# Objectif:
Poursuivez le texte sur l'esprit français à partir de sa dernière phrase.

La première, c’est de considérer l’ensemble des traits de caractère et des comportements qui, au fil des siècles, sont devenus une manière d’être, autrement dit de tout prendre, le pire et le meilleur. On mentionnera alors, à côté d’un esprit frondeur qui a engendré Molière et Astérix, une tendance à la délation, courant de la Terreur au wokisme en passant par la Collaboration, ou encore, les oscillations entre l’amour de la liberté et l’accommodement avec la servitude. Sans parler des passions tristes que sont l’envie, la jalousie et la haine impuissante, qui ont fleuri sur notre obsession de l’égalité. En somme, on admettra que, comme chez n’importe quel peuple, et du reste chez tout être humain, l’esprit français fait cohabiter grandeur et petitesse. Dans ce registre légèrement grinçant, Peggy Sastre l’identifie comme la cohabitation « entre l’élan et la lâcheté, la révolte et la soumission, entre l’admirable et le mesquin ».

(Données d'annotation de localisation d'objets)
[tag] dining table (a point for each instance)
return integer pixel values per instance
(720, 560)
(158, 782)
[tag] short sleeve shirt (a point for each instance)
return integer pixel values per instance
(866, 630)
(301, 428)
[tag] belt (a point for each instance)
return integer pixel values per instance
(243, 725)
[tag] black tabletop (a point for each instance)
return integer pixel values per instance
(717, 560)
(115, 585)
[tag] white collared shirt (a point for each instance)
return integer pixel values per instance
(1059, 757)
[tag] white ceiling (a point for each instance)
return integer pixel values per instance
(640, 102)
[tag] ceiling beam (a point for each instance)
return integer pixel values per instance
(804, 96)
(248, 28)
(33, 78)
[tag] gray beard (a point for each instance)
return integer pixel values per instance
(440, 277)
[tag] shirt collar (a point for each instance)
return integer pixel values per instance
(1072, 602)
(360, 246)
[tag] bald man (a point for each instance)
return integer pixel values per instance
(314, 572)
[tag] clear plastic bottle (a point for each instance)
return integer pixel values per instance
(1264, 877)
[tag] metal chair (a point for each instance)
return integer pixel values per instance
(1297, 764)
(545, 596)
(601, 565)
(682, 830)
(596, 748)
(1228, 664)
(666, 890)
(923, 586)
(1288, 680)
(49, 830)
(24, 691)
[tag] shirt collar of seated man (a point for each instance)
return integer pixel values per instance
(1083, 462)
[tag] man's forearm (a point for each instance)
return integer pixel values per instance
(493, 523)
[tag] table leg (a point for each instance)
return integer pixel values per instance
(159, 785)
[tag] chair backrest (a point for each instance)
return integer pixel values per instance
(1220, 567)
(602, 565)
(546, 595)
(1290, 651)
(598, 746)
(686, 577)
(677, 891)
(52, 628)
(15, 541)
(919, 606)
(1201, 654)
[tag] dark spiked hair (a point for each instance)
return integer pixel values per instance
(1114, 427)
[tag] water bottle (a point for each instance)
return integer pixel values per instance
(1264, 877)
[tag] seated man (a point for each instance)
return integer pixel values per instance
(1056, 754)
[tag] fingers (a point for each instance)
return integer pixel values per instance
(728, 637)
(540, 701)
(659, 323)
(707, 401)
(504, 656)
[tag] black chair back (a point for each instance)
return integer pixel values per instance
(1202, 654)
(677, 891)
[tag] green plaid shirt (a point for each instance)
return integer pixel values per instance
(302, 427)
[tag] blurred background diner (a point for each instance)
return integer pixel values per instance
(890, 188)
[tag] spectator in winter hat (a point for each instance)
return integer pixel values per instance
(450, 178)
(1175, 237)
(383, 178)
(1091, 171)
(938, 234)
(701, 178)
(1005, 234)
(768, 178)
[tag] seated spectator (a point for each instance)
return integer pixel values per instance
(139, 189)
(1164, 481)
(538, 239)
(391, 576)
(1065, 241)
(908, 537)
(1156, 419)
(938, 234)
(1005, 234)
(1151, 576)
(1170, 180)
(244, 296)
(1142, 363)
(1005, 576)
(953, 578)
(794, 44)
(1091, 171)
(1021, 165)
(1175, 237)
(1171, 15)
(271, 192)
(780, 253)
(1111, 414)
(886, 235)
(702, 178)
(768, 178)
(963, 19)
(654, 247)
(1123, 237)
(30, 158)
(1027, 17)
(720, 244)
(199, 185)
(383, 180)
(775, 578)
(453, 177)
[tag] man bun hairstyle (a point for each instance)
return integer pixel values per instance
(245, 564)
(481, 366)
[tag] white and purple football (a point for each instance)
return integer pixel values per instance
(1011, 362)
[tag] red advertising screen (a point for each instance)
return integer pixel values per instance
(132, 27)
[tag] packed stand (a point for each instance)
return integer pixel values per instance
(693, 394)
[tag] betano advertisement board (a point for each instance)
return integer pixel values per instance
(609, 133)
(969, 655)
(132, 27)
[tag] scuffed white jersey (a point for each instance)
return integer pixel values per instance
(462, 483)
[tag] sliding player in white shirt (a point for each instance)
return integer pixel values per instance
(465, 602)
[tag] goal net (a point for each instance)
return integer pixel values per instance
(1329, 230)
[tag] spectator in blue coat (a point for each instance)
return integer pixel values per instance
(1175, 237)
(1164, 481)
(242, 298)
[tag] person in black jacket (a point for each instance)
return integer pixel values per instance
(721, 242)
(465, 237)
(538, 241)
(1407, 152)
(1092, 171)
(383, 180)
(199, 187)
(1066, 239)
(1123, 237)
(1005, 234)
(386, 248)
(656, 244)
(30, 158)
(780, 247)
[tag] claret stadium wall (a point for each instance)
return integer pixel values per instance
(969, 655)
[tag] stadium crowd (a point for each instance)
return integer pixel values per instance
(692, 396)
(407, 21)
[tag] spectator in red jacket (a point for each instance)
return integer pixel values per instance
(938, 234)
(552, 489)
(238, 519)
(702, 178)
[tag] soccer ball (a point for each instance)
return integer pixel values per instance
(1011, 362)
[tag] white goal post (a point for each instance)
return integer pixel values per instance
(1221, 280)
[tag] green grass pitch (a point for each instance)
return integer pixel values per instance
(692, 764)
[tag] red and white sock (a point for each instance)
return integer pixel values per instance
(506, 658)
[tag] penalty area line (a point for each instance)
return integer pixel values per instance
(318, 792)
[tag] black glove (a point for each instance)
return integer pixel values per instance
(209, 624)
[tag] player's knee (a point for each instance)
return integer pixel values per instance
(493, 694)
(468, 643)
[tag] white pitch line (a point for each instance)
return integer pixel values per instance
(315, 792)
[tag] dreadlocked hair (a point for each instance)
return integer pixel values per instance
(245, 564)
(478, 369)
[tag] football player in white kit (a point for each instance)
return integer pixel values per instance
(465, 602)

# Résultat:
Mais on peut aussi définir l’esprit français à partir du roman national, ce grand récit que nous nous faisons de notre histoire. On ne conserve alors que les mille facettes de ce diamant singulier qui attirait autrefois les artistes et qui fait aujourd’hui courir les touristes. Peut-être est-ce parce qu’ils sont doués pour le bonheur que Frédéric Beigbeder, Franck Ferrand et bien d’autres se consolent de la médiocrité des temps présents par les merveilles léguées par le passé, qui ne sont pas seulement des cathédrales et des châteaux mais aussi le goût de la conversation civilisée et l’art de parler aux femmes – et des femmes.
C’est cela que nous avons voulu retenir, cette fête des sens et de l’intelligence que célébrera prochainement le musée du Grand Siècle à Saint-Cloud. Un anti-musée de l’immigration pour ainsi dire, imaginé pour tous ceux qui, dans le monde, vibrent encore au mot « France », évocateur de douceur de vivre et de majesté, de belle ouvrage et, peut-être plus encore, de légèreté. N’oublions jamais ce qu’écrivait Montesquieu, qui s’y connaissait en esprit, il y a très exactement trois siècles : « La gravité est le bouclier des sots. »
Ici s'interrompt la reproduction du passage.